> _Text section_
A: Acupuncture employs very thin, disposable steel needles 1/4 mm in diameter and 1 to 1.5 inches in length. The needle is solid and made from stainless steel. The point is smooth (not hollow with cutting edges like a hypodermic needle) and insertion through the skin feels very different from the injections or blood sampling. Most patients feel only a minimal pricking pain as the needles are inserted; some do not feel anything at all. Once the needles are in place, there is no pain felt. Although, it is considered normal and even beneficial to feel certain sensations at some acupuncture points during the treatment. You might feel tingling, distention, warmth, mild aching around the needle or traveling up or down the involved meridian.

Most patients find treatments very relaxing and it is a common practice for patients to fall asleep during the treatment. [Top]

Q: How many treatments and how often will I need them?

A: The number of treatments will vary from person to person. Some people experience immediate relief; others may take months or even years to achiever results. Chronic conditions usually take longer to resolve then acute ones. Plan on a minimum of a month to see significant changes. Usually the acupuncturist will set up a treatment plan consistent of 10 to 12 treatments. Patients with severe Qi imbalance will be seen twice a week until their energy begins to hold balance for longer periods at which point treatment will be once a week. Then you can go once a month for maintenance treatment. The ultimate goal is for your body to hold the Qi energy balance on its own and for you to visit an acupuncturist only when temporary stresses bring an imbalance to your Qi. [Top]

Q: What will happen on my first visit?

A: For your initial consultation, the acupuncturist needs to assess your general health. You will be asked about your current symptoms and any treatment you have received so far. It is also important to gather detailed information about your medical history and that of your family, your diet, digestive system, sleeping patterns and emotional state. To discover how the energies are flowing in your body, the acupuncturist is likely to check your pulse. The structure, color and coating of your tongue also provide keys to your physical health.

Stimulation of specific areas affects the functioning of various organs. However, those areas may not be close to the part of the body where you are experiencing a problem. For example, if you suffer from headaches, needles may be inserted into your foot or hand. There are around 500 acupuncture points on the body, and an experienced acupuncturist will use a selection of perhaps 10 or 12 of these for each treatment. Often during the course of treatment, different points will be selected as the patient’s condition changes.

The acupuncturist may also supplement needle treatment with moxa, a smoldering herb used to warm acupuncture points. Other methods include lasers or electro-acupuncture. Massage, or tapping with a rounded probe, are techniques particularly suitable for small children or for people with a fear of needles.

We recommend wearing loose, comfortable clothing to receive acupuncture treatment. You should also be aware that the acupuncturist might need to access points on your torso, arms and legs. [Top]

Q: Is it safe?

> _Instructions_
A. From the acupuncture text, return the passage starting with "Q: What will" and going on through "your physical health.", copied word for word.
B. Translate this sentence from the acupuncture text into Spanish: "There are around 500 acupuncture points on the body, and an experienced acupuncturist will use a selection of perhaps 10 or 12 of these for each treatment."

> _Material shown_
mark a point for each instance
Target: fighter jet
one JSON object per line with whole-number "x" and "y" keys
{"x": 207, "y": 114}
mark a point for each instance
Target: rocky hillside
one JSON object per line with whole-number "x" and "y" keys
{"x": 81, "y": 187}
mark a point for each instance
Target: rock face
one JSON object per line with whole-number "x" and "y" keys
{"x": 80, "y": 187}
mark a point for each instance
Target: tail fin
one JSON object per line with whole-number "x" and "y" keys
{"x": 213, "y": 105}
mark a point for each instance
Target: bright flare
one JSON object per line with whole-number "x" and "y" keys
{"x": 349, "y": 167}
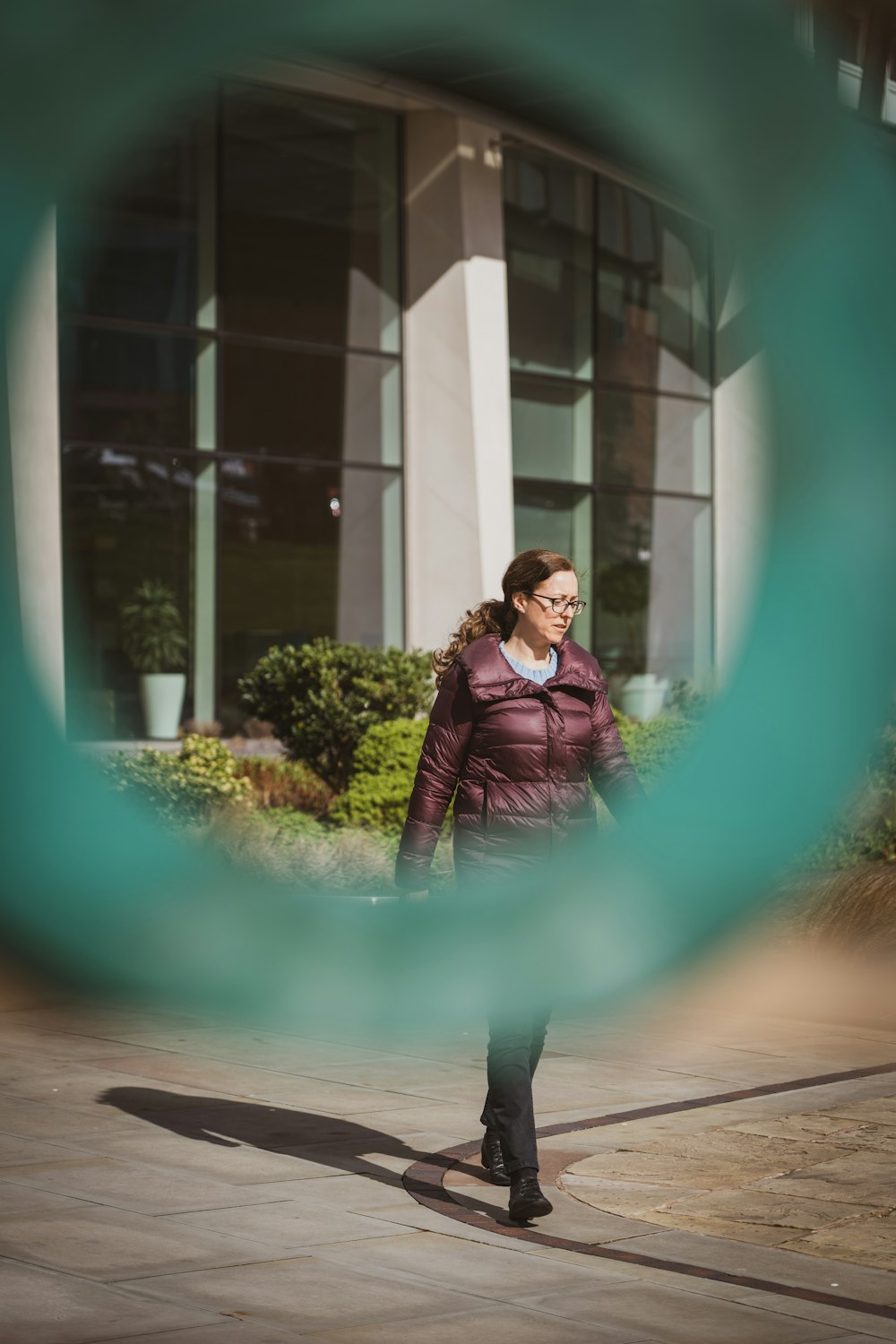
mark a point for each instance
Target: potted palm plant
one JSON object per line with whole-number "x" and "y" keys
{"x": 625, "y": 590}
{"x": 156, "y": 645}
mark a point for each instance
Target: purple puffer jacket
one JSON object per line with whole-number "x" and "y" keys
{"x": 520, "y": 755}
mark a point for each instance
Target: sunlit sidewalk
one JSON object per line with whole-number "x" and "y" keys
{"x": 716, "y": 1176}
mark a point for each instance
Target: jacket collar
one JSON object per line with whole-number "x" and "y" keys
{"x": 492, "y": 677}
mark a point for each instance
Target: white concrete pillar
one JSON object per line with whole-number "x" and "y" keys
{"x": 32, "y": 370}
{"x": 457, "y": 383}
{"x": 740, "y": 496}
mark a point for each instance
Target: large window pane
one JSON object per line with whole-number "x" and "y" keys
{"x": 306, "y": 551}
{"x": 132, "y": 250}
{"x": 653, "y": 295}
{"x": 654, "y": 443}
{"x": 287, "y": 403}
{"x": 559, "y": 519}
{"x": 126, "y": 518}
{"x": 551, "y": 427}
{"x": 548, "y": 244}
{"x": 653, "y": 585}
{"x": 309, "y": 220}
{"x": 124, "y": 389}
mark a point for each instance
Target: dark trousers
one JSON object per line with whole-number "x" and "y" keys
{"x": 514, "y": 1047}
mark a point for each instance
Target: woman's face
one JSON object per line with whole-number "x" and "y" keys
{"x": 536, "y": 618}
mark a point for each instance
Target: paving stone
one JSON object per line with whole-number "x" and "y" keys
{"x": 23, "y": 1199}
{"x": 755, "y": 1206}
{"x": 144, "y": 1190}
{"x": 677, "y": 1317}
{"x": 864, "y": 1177}
{"x": 40, "y": 1306}
{"x": 770, "y": 1265}
{"x": 633, "y": 1199}
{"x": 15, "y": 1150}
{"x": 495, "y": 1324}
{"x": 288, "y": 1225}
{"x": 306, "y": 1295}
{"x": 805, "y": 1126}
{"x": 863, "y": 1241}
{"x": 222, "y": 1332}
{"x": 841, "y": 1320}
{"x": 247, "y": 1082}
{"x": 110, "y": 1245}
{"x": 461, "y": 1266}
{"x": 40, "y": 1121}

> _Solutions per task_
A.
Q: What will happen on my first visit?

A: For your initial consultation, the acupuncturist needs to assess your general health. You will be asked about your current symptoms and any treatment you have received so far. It is also important to gather detailed information about your medical history and that of your family, your diet, digestive system, sleeping patterns and emotional state. To discover how the energies are flowing in your body, the acupuncturist is likely to check your pulse. The structure, color and coating of your tongue also provide keys to your physical health.

B. Hay alrededor de 500 puntos de acupuntura en el cuerpo, y un acupunturista con experiencia utilizará una selección de quizás 10 o 12 de ellos en cada tratamiento.